(Activity): For each line in the data below that holds "stocking", return a copy.

(The data):
____
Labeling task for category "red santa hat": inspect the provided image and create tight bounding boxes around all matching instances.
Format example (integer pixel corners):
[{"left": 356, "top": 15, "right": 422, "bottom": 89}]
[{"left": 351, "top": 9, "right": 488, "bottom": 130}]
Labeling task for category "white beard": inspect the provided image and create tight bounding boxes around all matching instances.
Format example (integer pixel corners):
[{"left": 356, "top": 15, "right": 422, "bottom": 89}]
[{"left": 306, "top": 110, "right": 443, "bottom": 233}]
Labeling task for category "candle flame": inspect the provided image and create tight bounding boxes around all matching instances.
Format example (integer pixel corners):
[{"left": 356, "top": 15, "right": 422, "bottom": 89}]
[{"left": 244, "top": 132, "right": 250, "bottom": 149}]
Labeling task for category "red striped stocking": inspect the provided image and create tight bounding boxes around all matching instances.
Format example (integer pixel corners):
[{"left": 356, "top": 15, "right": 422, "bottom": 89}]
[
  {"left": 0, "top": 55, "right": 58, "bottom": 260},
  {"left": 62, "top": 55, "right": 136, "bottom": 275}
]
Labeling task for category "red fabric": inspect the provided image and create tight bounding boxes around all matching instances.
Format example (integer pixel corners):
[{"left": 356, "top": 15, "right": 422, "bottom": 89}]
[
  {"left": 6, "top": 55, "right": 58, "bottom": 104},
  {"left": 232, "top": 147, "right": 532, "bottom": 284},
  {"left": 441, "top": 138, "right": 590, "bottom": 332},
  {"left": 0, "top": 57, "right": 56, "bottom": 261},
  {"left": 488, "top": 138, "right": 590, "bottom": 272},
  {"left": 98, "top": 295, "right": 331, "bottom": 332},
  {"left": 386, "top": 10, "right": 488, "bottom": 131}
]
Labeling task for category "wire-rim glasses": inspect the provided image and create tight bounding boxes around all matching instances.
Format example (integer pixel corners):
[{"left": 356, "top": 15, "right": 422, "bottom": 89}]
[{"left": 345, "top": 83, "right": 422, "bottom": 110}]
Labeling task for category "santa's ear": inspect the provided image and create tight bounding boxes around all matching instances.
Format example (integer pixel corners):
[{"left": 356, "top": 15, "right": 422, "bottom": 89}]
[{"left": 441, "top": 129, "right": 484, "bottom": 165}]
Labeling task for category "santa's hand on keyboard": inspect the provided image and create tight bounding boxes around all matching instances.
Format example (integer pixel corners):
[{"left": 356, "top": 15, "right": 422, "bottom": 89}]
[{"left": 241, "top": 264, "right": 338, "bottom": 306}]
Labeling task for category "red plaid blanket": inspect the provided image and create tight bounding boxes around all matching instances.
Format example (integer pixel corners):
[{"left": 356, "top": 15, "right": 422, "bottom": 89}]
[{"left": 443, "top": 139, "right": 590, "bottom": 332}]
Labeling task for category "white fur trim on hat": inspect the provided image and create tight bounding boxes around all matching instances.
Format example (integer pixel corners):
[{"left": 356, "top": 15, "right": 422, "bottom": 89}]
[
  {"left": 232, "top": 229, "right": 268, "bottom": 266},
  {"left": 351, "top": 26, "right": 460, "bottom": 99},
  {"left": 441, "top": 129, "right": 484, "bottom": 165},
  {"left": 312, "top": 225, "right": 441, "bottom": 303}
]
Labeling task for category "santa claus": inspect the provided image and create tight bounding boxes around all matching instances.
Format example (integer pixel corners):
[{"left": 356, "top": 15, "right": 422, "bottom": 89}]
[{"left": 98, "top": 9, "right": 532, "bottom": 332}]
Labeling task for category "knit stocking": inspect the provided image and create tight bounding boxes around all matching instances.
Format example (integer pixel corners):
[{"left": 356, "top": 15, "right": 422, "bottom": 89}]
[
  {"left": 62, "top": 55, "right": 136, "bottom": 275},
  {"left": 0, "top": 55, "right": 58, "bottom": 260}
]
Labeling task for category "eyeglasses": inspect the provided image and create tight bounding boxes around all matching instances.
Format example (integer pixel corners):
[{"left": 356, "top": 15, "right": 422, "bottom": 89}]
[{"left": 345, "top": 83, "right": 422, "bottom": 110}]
____
(Your response):
Labeling task for category "red striped stocking": inspect the provided image and create tight bounding boxes around all matching instances.
Labeling task for category "knit stocking": inspect the provided image and create tight bounding boxes around all matching instances.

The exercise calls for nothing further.